Trecho fornecido.
######

O mundo possível da tecnologia do bem


Por: Rodrigo Baggio

O que o moderníssimo universo da tecnologia da informação traz em comum com dois clássicos do cinema, Cidadão Kane e Veludo Azul? No primeiro, um repórter tenta desvendar o quebra-cabeças que cercava a vida do megaempresário americano, reunindo materiais e reminiscências daqueles que o conheceram. No final, as revelações surpreendem. Já em Blue Velvet, a personagem central se move entre dois cenários bem incongruentes — o de uma pacata cidadezinha americana dos anos 50 e o das drogas e perversão  —, e mal consegue identificar ao qual pertence.

######

Ações necessárias.
1. Reproduza o trecho fornecido começando nas palavras "O que o moderníssimo" e terminando após as palavras "ao qual pertence.".
2. Nos registros, comece na linha que contém "In this exercise you will mark the blue" e termine após a linha que contém "<point>539,371</point>". Reescreva somente essas linhas com "wooden beam" renomeado para "timber beam", mantendo todo o resto inalterado.

######

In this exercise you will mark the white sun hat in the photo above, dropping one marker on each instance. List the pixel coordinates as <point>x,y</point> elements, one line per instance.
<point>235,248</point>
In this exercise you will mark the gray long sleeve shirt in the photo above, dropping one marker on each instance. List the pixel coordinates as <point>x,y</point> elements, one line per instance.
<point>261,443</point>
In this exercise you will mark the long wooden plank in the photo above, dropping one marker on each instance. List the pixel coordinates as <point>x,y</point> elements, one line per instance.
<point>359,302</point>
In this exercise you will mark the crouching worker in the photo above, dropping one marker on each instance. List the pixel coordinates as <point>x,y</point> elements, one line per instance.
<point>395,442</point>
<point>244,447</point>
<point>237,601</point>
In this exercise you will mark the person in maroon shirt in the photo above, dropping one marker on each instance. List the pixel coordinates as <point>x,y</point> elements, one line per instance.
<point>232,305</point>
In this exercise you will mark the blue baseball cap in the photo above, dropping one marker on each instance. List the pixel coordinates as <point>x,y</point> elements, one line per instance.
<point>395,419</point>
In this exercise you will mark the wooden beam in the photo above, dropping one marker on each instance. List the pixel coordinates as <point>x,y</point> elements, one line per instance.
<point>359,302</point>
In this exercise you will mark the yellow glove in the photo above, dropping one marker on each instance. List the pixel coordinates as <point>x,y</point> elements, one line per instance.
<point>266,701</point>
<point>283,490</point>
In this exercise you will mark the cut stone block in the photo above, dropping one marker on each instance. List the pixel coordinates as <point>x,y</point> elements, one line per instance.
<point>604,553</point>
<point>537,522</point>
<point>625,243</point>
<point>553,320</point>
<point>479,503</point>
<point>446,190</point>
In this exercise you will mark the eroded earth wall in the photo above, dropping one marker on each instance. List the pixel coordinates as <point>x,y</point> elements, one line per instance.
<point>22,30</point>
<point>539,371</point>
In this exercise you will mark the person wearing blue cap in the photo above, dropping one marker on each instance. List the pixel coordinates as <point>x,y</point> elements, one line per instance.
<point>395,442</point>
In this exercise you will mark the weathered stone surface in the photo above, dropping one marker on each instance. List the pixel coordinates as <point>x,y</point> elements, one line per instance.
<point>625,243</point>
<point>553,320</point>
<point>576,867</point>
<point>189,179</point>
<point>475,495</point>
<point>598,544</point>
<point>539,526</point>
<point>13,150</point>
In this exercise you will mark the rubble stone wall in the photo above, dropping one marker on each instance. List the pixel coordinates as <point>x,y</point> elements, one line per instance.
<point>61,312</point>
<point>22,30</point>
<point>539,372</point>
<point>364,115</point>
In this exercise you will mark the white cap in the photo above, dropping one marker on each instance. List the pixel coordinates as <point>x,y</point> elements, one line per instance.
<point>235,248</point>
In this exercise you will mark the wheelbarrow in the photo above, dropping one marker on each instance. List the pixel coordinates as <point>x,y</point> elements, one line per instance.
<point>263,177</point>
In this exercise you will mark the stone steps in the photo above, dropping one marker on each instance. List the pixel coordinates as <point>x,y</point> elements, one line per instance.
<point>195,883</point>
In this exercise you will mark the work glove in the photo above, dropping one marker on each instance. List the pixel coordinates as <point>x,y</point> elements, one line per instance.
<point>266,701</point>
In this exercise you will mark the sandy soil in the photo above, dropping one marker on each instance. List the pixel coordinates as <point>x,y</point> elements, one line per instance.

######

Resultados finais.
1.
O que o moderníssimo universo da tecnologia da informação traz em comum com dois clássicos do cinema, Cidadão Kane e Veludo Azul? No primeiro, um repórter tenta desvendar o quebra-cabeças que cercava a vida do megaempresário americano, reunindo materiais e reminiscências daqueles que o conheceram. No final, as revelações surpreendem. Já em Blue Velvet, a personagem central se move entre dois cenários bem incongruentes — o de uma pacata cidadezinha americana dos anos 50 e o das drogas e perversão  —, e mal consegue identificar ao qual pertence.

2.
In this exercise you will mark the blue baseball cap in the photo above, dropping one marker on each instance. List the pixel coordinates as <point>x,y</point> elements, one line per instance.
<point>395,419</point>
In this exercise you will mark the timber beam in the photo above, dropping one marker on each instance. List the pixel coordinates as <point>x,y</point> elements, one line per instance.
<point>359,302</point>
In this exercise you will mark the yellow glove in the photo above, dropping one marker on each instance. List the pixel coordinates as <point>x,y</point> elements, one line per instance.
<point>266,701</point>
<point>283,490</point>
In this exercise you will mark the cut stone block in the photo above, dropping one marker on each instance. List the pixel coordinates as <point>x,y</point> elements, one line per instance.
<point>604,553</point>
<point>537,522</point>
<point>625,243</point>
<point>553,320</point>
<point>479,503</point>
<point>446,190</point>
In this exercise you will mark the eroded earth wall in the photo above, dropping one marker on each instance. List the pixel coordinates as <point>x,y</point> elements, one line per instance.
<point>22,30</point>
<point>539,371</point>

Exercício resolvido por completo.